Excerto fornecido -
Ontem fui para casa de comboio. Tinha o habitual livro comigo mas li pouco. Li pouco porque estive entretida a observar as pessoas. Estava uma daquelas tardes frias, escuras e ventosas, muito propensas à nostalgia.
À minha frente ainda na estação estava um senhor cego, ou quase cego porque se notava que ainda via um pouco e usava óculos com lentes graduadas. Estava com dificuldade para entrar no comboio e uma senhora ajudou-o e sentou-o no lugar que um outro passageiro cedeu.
Toda a gente foi muito educada mas ao mesmo tempo aquilo foi um pequeno espectáculo porque estávamos todos (sim, eu também) a seguir atentamente o episódio.
Não sei o que levou as outras pessoas a olhar mas sei o que me chamou a atenção a mim. Não foi o facto de ele ser cego. Se bem que isso tenha sido o catalizador. Se ele tivesse uma visão normal se calhar não reparava nele.

Registos extraídos -

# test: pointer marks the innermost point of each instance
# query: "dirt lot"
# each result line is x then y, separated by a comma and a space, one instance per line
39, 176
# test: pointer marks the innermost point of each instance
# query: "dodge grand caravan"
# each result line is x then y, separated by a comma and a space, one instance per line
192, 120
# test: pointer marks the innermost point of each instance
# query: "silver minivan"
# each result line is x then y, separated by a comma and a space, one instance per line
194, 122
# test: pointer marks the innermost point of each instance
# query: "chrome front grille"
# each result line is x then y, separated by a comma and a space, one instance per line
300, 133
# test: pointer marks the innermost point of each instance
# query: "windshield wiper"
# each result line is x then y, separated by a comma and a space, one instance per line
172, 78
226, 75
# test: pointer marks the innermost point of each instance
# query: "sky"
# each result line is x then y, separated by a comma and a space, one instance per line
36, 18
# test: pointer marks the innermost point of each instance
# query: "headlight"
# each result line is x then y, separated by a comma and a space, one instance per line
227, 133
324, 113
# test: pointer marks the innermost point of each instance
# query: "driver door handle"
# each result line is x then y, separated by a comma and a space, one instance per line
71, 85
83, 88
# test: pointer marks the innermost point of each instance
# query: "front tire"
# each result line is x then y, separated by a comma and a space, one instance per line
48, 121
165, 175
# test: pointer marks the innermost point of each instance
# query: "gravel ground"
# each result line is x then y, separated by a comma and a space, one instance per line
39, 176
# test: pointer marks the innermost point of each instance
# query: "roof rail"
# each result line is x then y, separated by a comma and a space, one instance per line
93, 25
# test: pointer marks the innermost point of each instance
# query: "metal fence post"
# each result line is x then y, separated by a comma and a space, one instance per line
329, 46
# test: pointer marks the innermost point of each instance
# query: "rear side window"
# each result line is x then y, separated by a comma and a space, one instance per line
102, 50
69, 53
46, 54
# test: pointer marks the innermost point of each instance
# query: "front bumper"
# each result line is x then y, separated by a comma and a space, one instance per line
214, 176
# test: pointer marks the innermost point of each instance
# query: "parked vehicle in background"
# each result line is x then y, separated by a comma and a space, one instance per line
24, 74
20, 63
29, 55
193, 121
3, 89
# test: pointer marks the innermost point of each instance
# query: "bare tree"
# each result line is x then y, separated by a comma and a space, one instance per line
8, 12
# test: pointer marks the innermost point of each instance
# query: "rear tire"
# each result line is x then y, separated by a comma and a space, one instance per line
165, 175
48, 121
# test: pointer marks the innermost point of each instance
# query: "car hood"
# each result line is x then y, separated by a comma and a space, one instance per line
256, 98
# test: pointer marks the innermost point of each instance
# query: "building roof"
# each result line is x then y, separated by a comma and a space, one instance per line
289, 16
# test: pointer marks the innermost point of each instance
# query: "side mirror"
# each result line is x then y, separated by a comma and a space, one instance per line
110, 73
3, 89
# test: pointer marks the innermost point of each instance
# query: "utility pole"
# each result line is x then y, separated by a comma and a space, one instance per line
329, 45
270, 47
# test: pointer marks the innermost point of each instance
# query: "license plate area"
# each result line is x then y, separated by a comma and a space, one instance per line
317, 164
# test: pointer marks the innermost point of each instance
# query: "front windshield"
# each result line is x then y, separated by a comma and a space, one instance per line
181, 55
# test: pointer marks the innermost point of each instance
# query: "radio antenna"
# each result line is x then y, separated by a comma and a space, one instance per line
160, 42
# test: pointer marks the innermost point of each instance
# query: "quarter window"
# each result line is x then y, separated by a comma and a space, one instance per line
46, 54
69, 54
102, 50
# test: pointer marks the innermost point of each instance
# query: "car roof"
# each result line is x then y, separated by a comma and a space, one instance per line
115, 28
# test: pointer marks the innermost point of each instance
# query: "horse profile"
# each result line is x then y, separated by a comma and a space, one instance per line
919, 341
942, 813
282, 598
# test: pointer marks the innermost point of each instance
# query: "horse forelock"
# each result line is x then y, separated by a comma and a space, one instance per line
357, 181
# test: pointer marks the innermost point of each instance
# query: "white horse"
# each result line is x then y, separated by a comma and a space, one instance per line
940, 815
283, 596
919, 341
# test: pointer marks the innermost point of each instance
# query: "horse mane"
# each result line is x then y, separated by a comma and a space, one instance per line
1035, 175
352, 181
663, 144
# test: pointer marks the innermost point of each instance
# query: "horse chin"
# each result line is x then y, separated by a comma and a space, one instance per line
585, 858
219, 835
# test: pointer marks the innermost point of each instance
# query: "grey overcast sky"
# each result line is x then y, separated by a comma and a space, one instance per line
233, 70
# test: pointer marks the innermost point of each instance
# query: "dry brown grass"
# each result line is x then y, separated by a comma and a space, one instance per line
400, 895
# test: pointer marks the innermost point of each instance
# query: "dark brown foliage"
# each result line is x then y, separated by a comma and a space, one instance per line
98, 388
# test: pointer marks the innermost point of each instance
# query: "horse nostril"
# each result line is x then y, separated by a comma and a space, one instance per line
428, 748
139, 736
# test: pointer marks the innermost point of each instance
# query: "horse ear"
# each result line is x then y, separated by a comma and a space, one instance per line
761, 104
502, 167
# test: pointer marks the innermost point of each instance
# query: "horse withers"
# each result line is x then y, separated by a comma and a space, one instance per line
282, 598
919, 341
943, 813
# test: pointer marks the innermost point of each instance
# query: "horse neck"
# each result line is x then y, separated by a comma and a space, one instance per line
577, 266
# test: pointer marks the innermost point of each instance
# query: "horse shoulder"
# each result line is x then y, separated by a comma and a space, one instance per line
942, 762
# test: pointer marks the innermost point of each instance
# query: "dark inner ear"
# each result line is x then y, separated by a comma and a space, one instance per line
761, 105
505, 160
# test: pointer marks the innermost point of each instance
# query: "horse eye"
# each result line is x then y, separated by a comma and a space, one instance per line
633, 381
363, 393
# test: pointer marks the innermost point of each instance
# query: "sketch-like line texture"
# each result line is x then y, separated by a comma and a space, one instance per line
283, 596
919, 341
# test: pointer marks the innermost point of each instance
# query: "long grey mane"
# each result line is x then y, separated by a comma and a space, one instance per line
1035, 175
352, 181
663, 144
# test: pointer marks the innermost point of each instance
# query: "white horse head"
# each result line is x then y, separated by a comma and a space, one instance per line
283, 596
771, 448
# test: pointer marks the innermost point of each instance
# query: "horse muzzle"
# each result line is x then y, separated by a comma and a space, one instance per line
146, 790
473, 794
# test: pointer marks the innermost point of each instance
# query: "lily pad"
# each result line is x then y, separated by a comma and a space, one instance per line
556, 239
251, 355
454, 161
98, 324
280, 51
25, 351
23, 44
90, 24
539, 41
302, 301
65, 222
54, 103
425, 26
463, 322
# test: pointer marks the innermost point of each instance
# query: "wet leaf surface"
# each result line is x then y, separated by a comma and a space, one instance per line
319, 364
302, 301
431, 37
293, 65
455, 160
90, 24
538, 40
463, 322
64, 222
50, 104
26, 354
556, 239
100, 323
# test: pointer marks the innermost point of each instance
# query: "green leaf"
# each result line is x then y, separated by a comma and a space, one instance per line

Tarefa a realizar -
Cite do excerto tudo o que vai desde "Ontem fui para" até "não reparava nele.". As linhas apresentadas provêm de uma fonte distinta do excerto.

Solução -
Ontem fui para casa de comboio. Tinha o habitual livro comigo mas li pouco. Li pouco porque estive entretida a observar as pessoas. Estava uma daquelas tardes frias, escuras e ventosas, muito propensas à nostalgia.
À minha frente ainda na estação estava um senhor cego, ou quase cego porque se notava que ainda via um pouco e usava óculos com lentes graduadas. Estava com dificuldade para entrar no comboio e uma senhora ajudou-o e sentou-o no lugar que um outro passageiro cedeu.
Toda a gente foi muito educada mas ao mesmo tempo aquilo foi um pequeno espectáculo porque estávamos todos (sim, eu também) a seguir atentamente o episódio.
Não sei o que levou as outras pessoas a olhar mas sei o que me chamou a atenção a mim. Não foi o facto de ele ser cego. Se bem que isso tenha sido o catalizador. Se ele tivesse uma visão normal se calhar não reparava nele.